* WHAT THIS TASK INVOLVES *
Output exactly the lines that run from the start of the records to the line with "Target = cream leather bench", counting both ends, and skip the pictures.

======== RECORDS

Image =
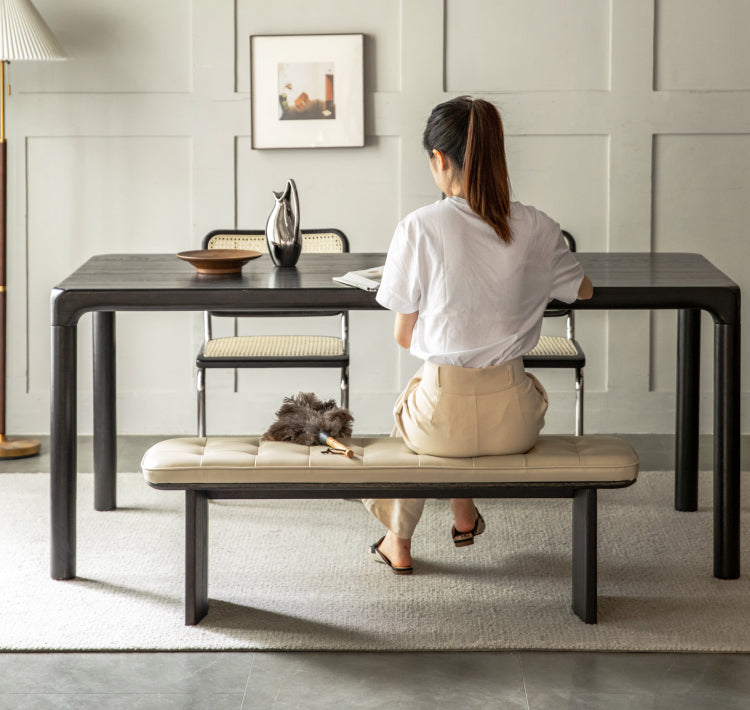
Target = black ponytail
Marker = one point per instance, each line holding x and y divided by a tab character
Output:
470	133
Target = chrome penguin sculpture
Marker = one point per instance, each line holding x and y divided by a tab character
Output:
282	228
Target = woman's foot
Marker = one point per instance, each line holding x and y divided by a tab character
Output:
396	550
465	514
467	524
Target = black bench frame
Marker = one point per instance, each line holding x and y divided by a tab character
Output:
584	548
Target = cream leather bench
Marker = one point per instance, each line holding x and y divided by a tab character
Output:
383	467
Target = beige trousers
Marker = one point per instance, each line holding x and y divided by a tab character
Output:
462	411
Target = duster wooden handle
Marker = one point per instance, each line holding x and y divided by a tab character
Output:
327	440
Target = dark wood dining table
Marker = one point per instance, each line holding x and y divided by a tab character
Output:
105	284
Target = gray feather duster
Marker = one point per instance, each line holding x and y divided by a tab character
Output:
301	419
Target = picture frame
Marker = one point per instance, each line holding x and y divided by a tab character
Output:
307	91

================

* RESULT OF THIS TASK *
Image =
Target = black ponytail
Marker = one point per instance, each line holding x and y divided by a tab character
Output:
470	133
Target = chrome penguin sculpture
Marker = one point per instance, each line holding x and y divided by a tab character
Output:
282	228
Target = woman's foot
Marker = one point per instance, each line holding x and y divided by a tab character
Output:
396	550
465	514
467	524
Target = black bench frame
Marker = one point per instance, each line holding x and y divided by a tab character
Output:
584	548
Target = cream leather bench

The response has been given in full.